Task prompt: Look through the lines below and copy each one that includes "cliff".
───── Source data
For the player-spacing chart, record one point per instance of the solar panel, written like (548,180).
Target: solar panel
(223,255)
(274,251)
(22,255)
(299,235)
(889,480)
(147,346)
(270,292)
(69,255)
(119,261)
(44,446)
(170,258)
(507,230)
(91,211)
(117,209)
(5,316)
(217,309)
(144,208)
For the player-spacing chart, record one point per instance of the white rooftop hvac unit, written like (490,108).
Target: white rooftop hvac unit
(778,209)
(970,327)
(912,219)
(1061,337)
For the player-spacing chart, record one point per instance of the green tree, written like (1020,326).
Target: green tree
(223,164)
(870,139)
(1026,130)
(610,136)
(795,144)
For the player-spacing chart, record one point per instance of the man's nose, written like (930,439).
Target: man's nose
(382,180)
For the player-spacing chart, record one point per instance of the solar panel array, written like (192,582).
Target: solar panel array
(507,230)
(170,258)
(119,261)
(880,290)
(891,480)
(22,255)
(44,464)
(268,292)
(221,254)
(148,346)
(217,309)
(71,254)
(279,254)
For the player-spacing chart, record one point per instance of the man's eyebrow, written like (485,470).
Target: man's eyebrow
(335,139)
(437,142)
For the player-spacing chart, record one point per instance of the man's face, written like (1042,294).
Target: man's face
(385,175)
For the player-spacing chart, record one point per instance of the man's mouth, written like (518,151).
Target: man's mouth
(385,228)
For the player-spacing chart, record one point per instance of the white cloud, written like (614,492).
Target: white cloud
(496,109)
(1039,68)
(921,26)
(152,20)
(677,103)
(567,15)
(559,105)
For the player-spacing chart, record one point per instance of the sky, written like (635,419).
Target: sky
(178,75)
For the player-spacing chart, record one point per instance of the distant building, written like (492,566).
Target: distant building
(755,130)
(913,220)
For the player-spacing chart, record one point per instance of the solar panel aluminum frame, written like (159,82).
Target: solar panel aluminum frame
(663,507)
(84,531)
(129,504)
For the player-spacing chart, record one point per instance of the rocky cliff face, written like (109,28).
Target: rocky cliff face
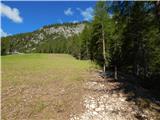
──────────
Task answer:
For the player-spacing chart, record one point per instance of the rocky cliff face, written like (109,28).
Target: rocky cliff face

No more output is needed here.